PROVIDED RECORDS -
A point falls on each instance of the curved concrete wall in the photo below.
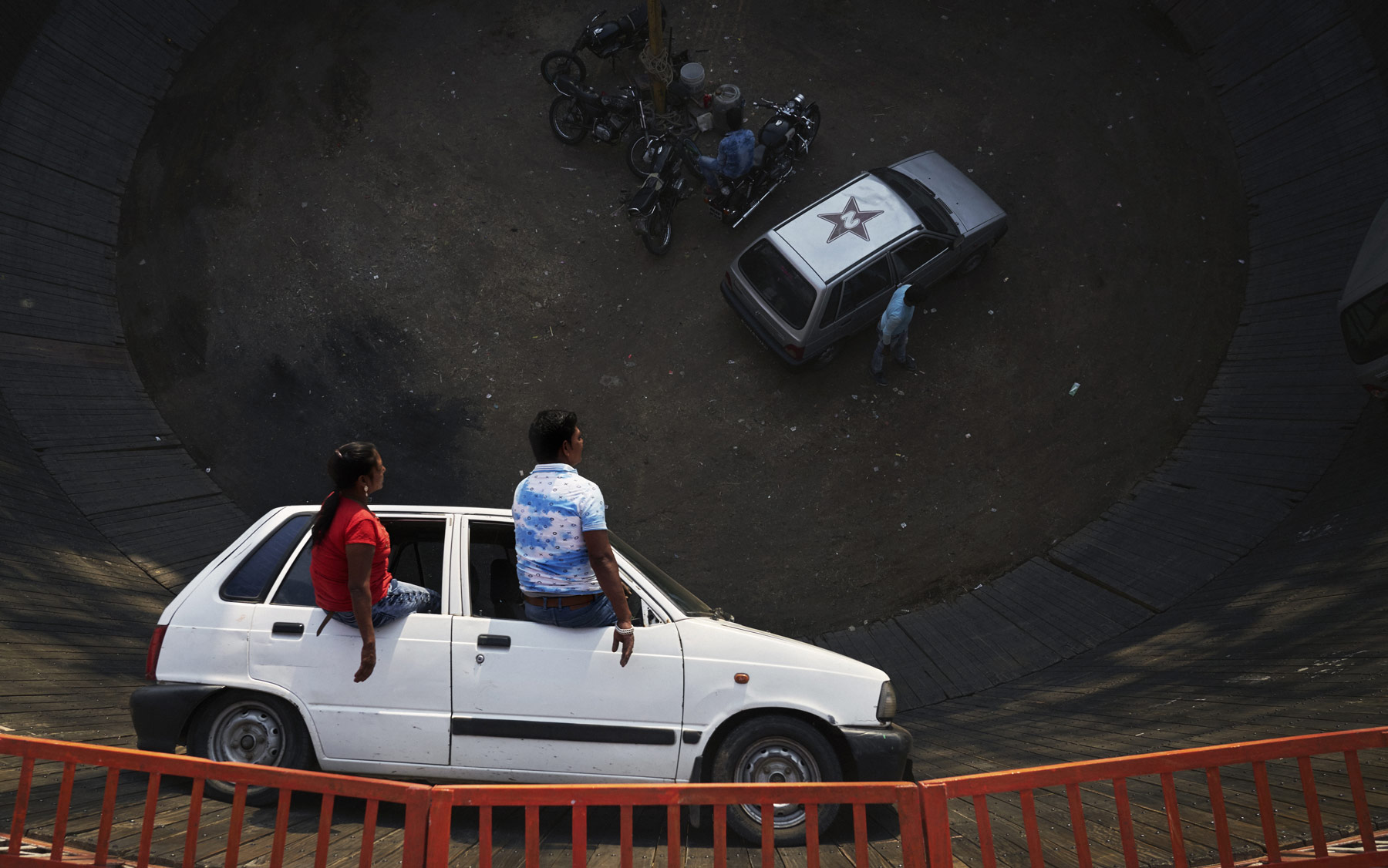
(1308, 116)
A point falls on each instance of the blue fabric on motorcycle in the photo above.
(735, 153)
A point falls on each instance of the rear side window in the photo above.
(909, 257)
(1365, 325)
(867, 284)
(250, 581)
(779, 284)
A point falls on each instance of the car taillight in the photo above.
(152, 659)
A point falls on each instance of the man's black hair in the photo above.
(548, 433)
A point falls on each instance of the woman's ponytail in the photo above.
(346, 465)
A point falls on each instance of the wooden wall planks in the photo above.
(1306, 109)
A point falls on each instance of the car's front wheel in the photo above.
(243, 727)
(777, 749)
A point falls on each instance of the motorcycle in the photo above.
(652, 208)
(603, 41)
(784, 139)
(581, 109)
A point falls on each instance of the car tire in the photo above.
(973, 261)
(773, 749)
(244, 727)
(827, 355)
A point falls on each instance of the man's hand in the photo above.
(368, 661)
(625, 640)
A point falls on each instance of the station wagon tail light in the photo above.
(886, 702)
(152, 659)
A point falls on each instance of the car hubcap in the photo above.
(248, 734)
(777, 762)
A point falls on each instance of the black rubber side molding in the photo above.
(604, 734)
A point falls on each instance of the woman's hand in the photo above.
(359, 584)
(368, 661)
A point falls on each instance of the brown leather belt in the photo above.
(561, 602)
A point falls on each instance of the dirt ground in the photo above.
(352, 220)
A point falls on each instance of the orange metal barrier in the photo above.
(1012, 812)
(1120, 772)
(581, 798)
(413, 796)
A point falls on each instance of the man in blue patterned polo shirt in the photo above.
(564, 559)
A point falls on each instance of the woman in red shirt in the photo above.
(352, 553)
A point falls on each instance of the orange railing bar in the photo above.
(935, 796)
(626, 796)
(414, 798)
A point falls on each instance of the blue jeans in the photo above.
(402, 598)
(598, 613)
(879, 354)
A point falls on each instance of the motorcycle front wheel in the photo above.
(659, 230)
(567, 121)
(636, 156)
(808, 130)
(562, 62)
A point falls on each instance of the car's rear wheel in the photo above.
(243, 727)
(777, 749)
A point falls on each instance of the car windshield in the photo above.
(1365, 325)
(918, 197)
(779, 284)
(678, 594)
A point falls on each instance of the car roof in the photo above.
(847, 227)
(1370, 268)
(965, 200)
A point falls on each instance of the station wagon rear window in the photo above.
(779, 284)
(1365, 325)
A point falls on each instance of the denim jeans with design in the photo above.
(598, 613)
(402, 598)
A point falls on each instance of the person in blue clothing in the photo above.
(735, 151)
(893, 331)
(564, 557)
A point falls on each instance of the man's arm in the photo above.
(359, 584)
(604, 564)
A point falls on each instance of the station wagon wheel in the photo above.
(243, 727)
(777, 749)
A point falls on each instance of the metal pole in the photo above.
(652, 14)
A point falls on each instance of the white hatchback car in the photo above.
(479, 694)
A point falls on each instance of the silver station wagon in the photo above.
(830, 271)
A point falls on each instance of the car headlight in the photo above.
(886, 702)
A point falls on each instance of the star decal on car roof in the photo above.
(851, 220)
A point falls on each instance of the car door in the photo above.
(400, 713)
(867, 293)
(534, 702)
(922, 261)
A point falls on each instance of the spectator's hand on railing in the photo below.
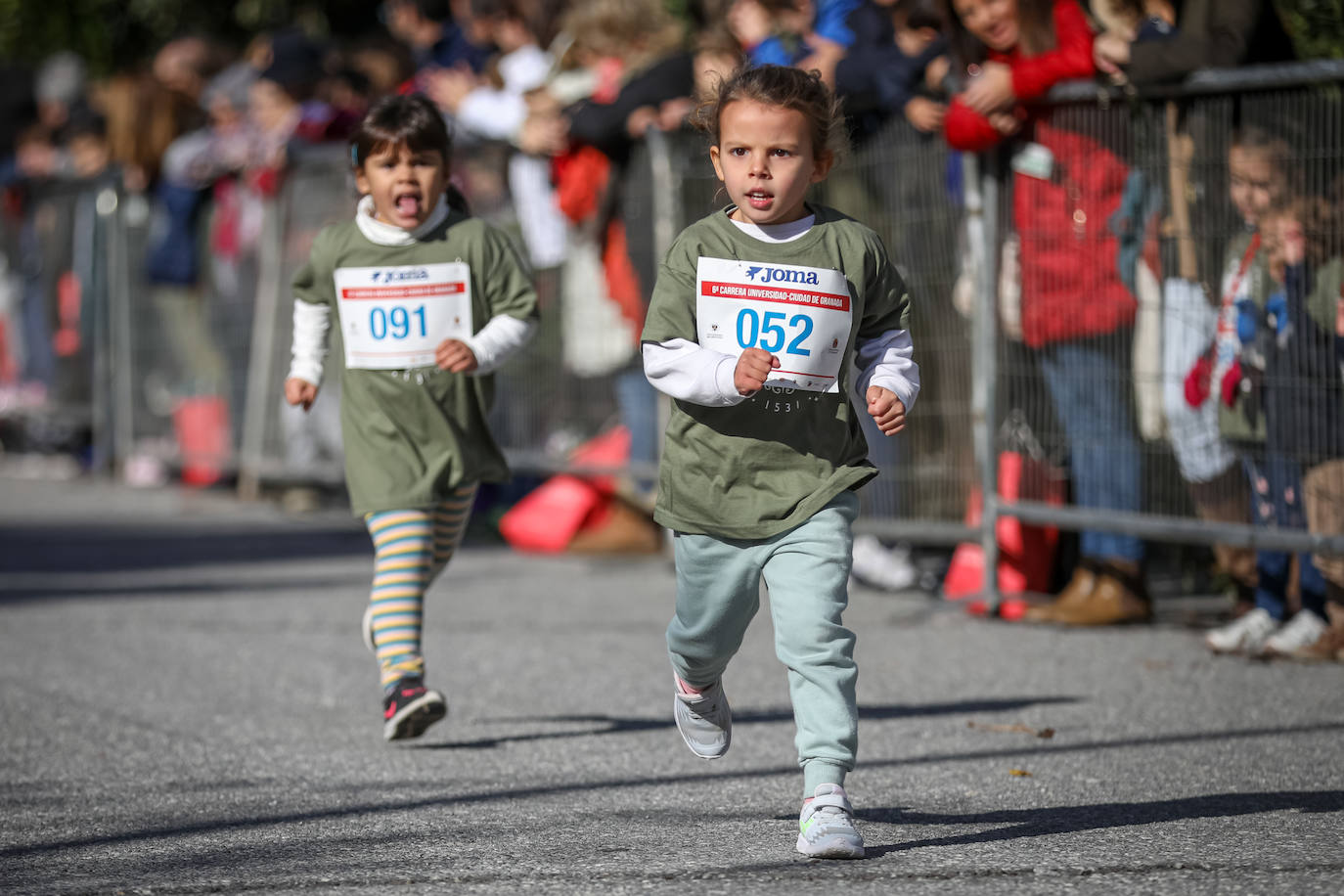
(300, 392)
(674, 113)
(991, 90)
(1110, 51)
(543, 135)
(448, 87)
(824, 58)
(1006, 122)
(926, 114)
(937, 71)
(753, 370)
(455, 356)
(886, 410)
(639, 121)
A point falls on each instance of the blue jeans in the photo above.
(1277, 501)
(1091, 381)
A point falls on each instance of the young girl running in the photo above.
(755, 316)
(428, 302)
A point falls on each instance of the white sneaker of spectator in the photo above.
(1245, 634)
(879, 567)
(1301, 630)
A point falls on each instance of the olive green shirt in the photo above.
(766, 465)
(413, 435)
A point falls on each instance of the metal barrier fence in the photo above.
(1058, 312)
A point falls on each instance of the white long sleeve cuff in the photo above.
(308, 348)
(888, 362)
(499, 340)
(687, 371)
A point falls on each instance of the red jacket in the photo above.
(1070, 284)
(1032, 76)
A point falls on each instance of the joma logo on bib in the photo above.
(761, 274)
(399, 276)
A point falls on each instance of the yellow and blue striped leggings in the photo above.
(410, 550)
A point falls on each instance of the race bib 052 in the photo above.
(395, 317)
(800, 315)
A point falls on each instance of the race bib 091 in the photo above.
(800, 315)
(395, 317)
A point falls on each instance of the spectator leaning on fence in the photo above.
(416, 381)
(1075, 312)
(755, 316)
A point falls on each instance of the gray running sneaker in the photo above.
(826, 827)
(704, 720)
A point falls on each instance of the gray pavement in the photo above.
(187, 708)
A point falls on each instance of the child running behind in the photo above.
(754, 319)
(428, 304)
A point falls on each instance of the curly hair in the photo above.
(780, 86)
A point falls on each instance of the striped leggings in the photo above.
(410, 550)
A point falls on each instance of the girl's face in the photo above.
(992, 22)
(1253, 183)
(766, 161)
(406, 186)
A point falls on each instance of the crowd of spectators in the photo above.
(574, 85)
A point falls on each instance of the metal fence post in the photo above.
(981, 216)
(261, 385)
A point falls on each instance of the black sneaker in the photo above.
(409, 708)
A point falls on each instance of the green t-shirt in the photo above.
(413, 435)
(766, 465)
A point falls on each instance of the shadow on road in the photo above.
(118, 548)
(614, 724)
(1067, 820)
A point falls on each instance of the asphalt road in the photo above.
(189, 708)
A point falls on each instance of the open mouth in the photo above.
(759, 199)
(409, 204)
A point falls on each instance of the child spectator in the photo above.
(1283, 383)
(430, 302)
(434, 35)
(764, 449)
(794, 32)
(886, 68)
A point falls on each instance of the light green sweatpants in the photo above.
(807, 571)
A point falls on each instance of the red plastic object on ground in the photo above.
(1026, 553)
(549, 517)
(203, 438)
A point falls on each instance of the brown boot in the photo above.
(1117, 598)
(1330, 644)
(1074, 594)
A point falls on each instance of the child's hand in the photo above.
(455, 356)
(886, 410)
(753, 370)
(924, 114)
(991, 90)
(935, 71)
(1110, 51)
(1006, 122)
(300, 392)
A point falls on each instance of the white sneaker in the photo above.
(826, 827)
(1301, 630)
(877, 567)
(1246, 634)
(703, 719)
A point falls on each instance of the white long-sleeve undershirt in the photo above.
(492, 344)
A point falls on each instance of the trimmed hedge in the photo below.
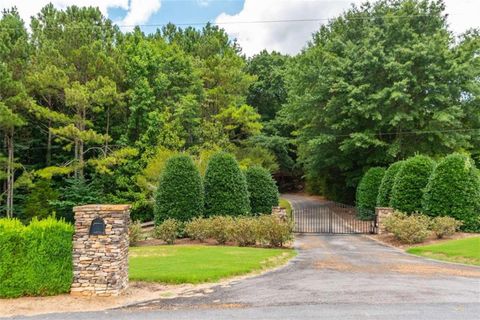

EXERCISE -
Put every line of the listing above into a Markdown table with the columns Row and Line, numbering the rows and skipping blank lines. Leave the pictures out of the table.

ANSWER IN FULL -
| Row | Line |
|---|---|
| 1 | A point falls on each instance of the curved concrete wall in the photo below. |
| 2 | (1308, 116) |
| 3 | A point falls on each instance of the blue fabric on motorcycle in the photo above. |
| 4 | (735, 153) |
| 5 | A point falls on each instance of the rear side window in the photo above. |
| 6 | (909, 257) |
| 7 | (1365, 325) |
| 8 | (867, 284) |
| 9 | (250, 581) |
| 10 | (779, 284) |
| 11 | A point falls on each instance of the car taillight in the photo above. |
| 12 | (152, 659) |
| 13 | A point falls on each instance of the man's black hair in the photo above. |
| 14 | (548, 433) |
| 15 | A point falls on each instance of the woman's ponytail in the photo above. |
| 16 | (346, 465) |
| 17 | A point falls on each instance of the wooden wall planks in the photo above. |
| 18 | (1306, 109) |
| 19 | A point falls on each instance of the car's front wheel in the photo above. |
| 20 | (243, 727) |
| 21 | (777, 749) |
| 22 | A point falls on each instance of the motorcycle in the photo above. |
| 23 | (652, 208) |
| 24 | (603, 41) |
| 25 | (784, 139) |
| 26 | (581, 109) |
| 27 | A point falls on each instance of the car tire in the photo above. |
| 28 | (973, 261) |
| 29 | (773, 749) |
| 30 | (244, 727) |
| 31 | (827, 355) |
| 32 | A point falls on each instance of the man's hand in the photo above. |
| 33 | (368, 661) |
| 34 | (625, 640) |
| 35 | A point falls on each instance of the station wagon tail light in the photo above. |
| 36 | (886, 702) |
| 37 | (152, 659) |
| 38 | A point falls on each instance of the car hubcap in the photo above. |
| 39 | (248, 734) |
| 40 | (777, 762) |
| 41 | A point falls on each instance of the black rubber side molding in the photo above. |
| 42 | (604, 734) |
| 43 | A point falls on each instance of the woman's hand in the photo above. |
| 44 | (359, 584) |
| 45 | (368, 661) |
| 46 | A point falls on each instance of the brown leather belt in the photo above. |
| 47 | (561, 602) |
| 48 | A point falls on each instance of the dirt ground in the photo above. |
| 49 | (352, 220) |
| 50 | A point falls on each instance of the orange metal barrier in the photo above. |
| 51 | (1012, 812) |
| 52 | (1120, 772) |
| 53 | (581, 798) |
| 54 | (413, 796) |
| 55 | A point falls on each instance of the man in blue patterned polo shirt in the photo above. |
| 56 | (564, 559) |
| 57 | A point falls on each instance of the woman in red shirt in the photo above. |
| 58 | (352, 553) |
| 59 | A point falls on each instance of the orange railing bar in the photo above. |
| 60 | (935, 796) |
| 61 | (626, 796) |
| 62 | (414, 798) |
| 63 | A point falls on each instance of the blue jeans in the photo above. |
| 64 | (402, 598) |
| 65 | (598, 613) |
| 66 | (879, 354) |
| 67 | A point falls on each instance of the motorcycle front wheel in the photo above. |
| 68 | (659, 230) |
| 69 | (567, 121) |
| 70 | (636, 156) |
| 71 | (808, 130) |
| 72 | (562, 62) |
| 73 | A point falls on each instance of the car's rear wheel in the photo above. |
| 74 | (243, 727) |
| 75 | (777, 749) |
| 76 | A point falls on each instance of the car windshield in the photo above. |
| 77 | (1365, 325) |
| 78 | (918, 197) |
| 79 | (779, 284) |
| 80 | (678, 594) |
| 81 | A point falls on each instance of the car roof in the photo above. |
| 82 | (847, 227) |
| 83 | (1370, 268) |
| 84 | (965, 200) |
| 85 | A point falls on each instance of the station wagon rear window in the photo above. |
| 86 | (779, 284) |
| 87 | (1365, 325) |
| 88 | A point falls on each instance of the denim jeans with design in the photo above. |
| 89 | (598, 613) |
| 90 | (402, 598) |
| 91 | A point falls on each instance of the person in blue clothing in the photo above. |
| 92 | (735, 151) |
| 93 | (893, 331) |
| 94 | (564, 557) |
| 95 | A point falls on each instance of the man's arm in the photo above. |
| 96 | (359, 584) |
| 97 | (604, 564) |
| 98 | A point falls on each instance of the station wagon wheel in the photo above. |
| 99 | (243, 727) |
| 100 | (777, 749) |
| 101 | A point falls on each instance of the metal pole in the photo above. |
| 102 | (652, 14) |
| 103 | A point falls on each instance of the white hatchback car in the photo above. |
| 104 | (479, 694) |
| 105 | A point falls on each instance of the silver station wagon in the photo above. |
| 106 | (830, 271) |
| 107 | A point falls on each instance of the car headlight in the photo above. |
| 108 | (886, 702) |
| 109 | A point falls on each instance of the star decal on car roof in the photo above. |
| 110 | (851, 220) |
| 111 | A point falls on each instance of the car door in the photo above. |
| 112 | (400, 713) |
| 113 | (867, 293) |
| 114 | (534, 702) |
| 115 | (922, 261) |
| 116 | A point falls on each instance of the spectator's hand on railing in the photo below. |
| 117 | (300, 392) |
| 118 | (674, 113) |
| 119 | (991, 90) |
| 120 | (1110, 51) |
| 121 | (543, 135) |
| 122 | (448, 87) |
| 123 | (824, 58) |
| 124 | (1006, 122) |
| 125 | (926, 114) |
| 126 | (937, 71) |
| 127 | (753, 370) |
| 128 | (455, 356) |
| 129 | (886, 410) |
| 130 | (639, 121) |
| 131 | A point falls on each instance of the blue jeans in the photo above. |
| 132 | (1277, 501) |
| 133 | (1091, 381) |
| 134 | A point falls on each instance of the young girl running in the photo above. |
| 135 | (755, 316) |
| 136 | (428, 302) |
| 137 | A point falls on each instance of the white sneaker of spectator in the photo above. |
| 138 | (1245, 634) |
| 139 | (879, 567) |
| 140 | (1301, 630) |
| 141 | A point falls on each instance of the olive green shirt in the photo above. |
| 142 | (766, 465) |
| 143 | (413, 435) |
| 144 | A point falls on each instance of the metal barrier fence in the photo above. |
| 145 | (1058, 312) |
| 146 | A point falls on each instance of the white long sleeve cuff in the photo above. |
| 147 | (308, 348) |
| 148 | (888, 362) |
| 149 | (499, 340) |
| 150 | (687, 371) |
| 151 | A point falls on each instance of the red jacket in the photo above. |
| 152 | (1070, 284) |
| 153 | (1032, 76) |
| 154 | A point falls on each instance of the joma logo on bib in the photo above. |
| 155 | (761, 274) |
| 156 | (399, 276) |
| 157 | A point falls on each instance of the yellow and blue striped leggings in the photo above. |
| 158 | (410, 550) |
| 159 | A point falls on each instance of the race bib 052 in the photo above. |
| 160 | (395, 317) |
| 161 | (800, 315) |
| 162 | A point falls on each instance of the race bib 091 in the photo above. |
| 163 | (800, 315) |
| 164 | (395, 317) |
| 165 | A point falls on each instance of the spectator leaning on fence in the photo above. |
| 166 | (416, 381) |
| 167 | (1075, 312) |
| 168 | (755, 316) |
| 169 | A point falls on each instance of the gray running sneaker in the photo above. |
| 170 | (826, 827) |
| 171 | (704, 720) |
| 172 | A point falls on each instance of the gray pavement in the photo above. |
| 173 | (187, 708) |
| 174 | A point falls on each instance of the child running behind in the photo above. |
| 175 | (754, 319) |
| 176 | (428, 304) |
| 177 | A point falls on each instance of the curly hair in the photo above. |
| 178 | (780, 86) |
| 179 | A point falls on each instance of the striped leggings in the photo above. |
| 180 | (410, 550) |
| 181 | A point falls on each instance of the girl's face in the photo above. |
| 182 | (992, 22) |
| 183 | (1253, 183) |
| 184 | (766, 161) |
| 185 | (406, 186) |
| 186 | A point falls on each instance of the crowd of spectators in the photo above. |
| 187 | (574, 85) |
| 188 | A point falls on each instance of the metal fence post in the photo above. |
| 189 | (981, 216) |
| 190 | (261, 385) |
| 191 | A point falls on each instance of the black sneaker in the photo above. |
| 192 | (409, 708) |
| 193 | A point falls on each instance of the green t-shirt in the photo above. |
| 194 | (413, 435) |
| 195 | (766, 465) |
| 196 | A point falls on each instance of the shadow on road in the photo above. |
| 197 | (118, 548) |
| 198 | (614, 724) |
| 199 | (1067, 820) |
| 200 | A point falls on each instance of the asphalt road in the photo above. |
| 201 | (189, 708) |
| 202 | A point falls on each instance of the open mouth in the photo above. |
| 203 | (759, 199) |
| 204 | (409, 204) |
| 205 | A point falls on each instance of the child spectator in the photo above. |
| 206 | (1283, 383) |
| 207 | (430, 302) |
| 208 | (434, 35) |
| 209 | (764, 449) |
| 210 | (794, 32) |
| 211 | (886, 68) |
| 212 | A point falls on each instance of the light green sweatpants in the photo above. |
| 213 | (807, 571) |
| 214 | A point falls on each instance of the red plastic object on ground in the photo above. |
| 215 | (1026, 553) |
| 216 | (549, 517) |
| 217 | (203, 438) |
| 218 | A point falls on each instance of the brown boot in the photo above. |
| 219 | (1117, 598) |
| 220 | (1330, 644) |
| 221 | (1074, 594) |
| 222 | A point falls on each instance of the child's hand in the photo above. |
| 223 | (455, 356) |
| 224 | (886, 410) |
| 225 | (753, 370) |
| 226 | (924, 114) |
| 227 | (991, 90) |
| 228 | (935, 71) |
| 229 | (1110, 51) |
| 230 | (1006, 122) |
| 231 | (300, 392) |
| 232 | A point falls on each instance of the white sneaker in the photo above. |
| 233 | (826, 827) |
| 234 | (1301, 630) |
| 235 | (877, 567) |
| 236 | (1246, 634) |
| 237 | (703, 719) |
| 238 | A point falls on each instance of the white long-sleeve undershirt in the photo above. |
| 239 | (492, 344) |
| 240 | A point falls on each instance of the trimmed hedge in the photo below. |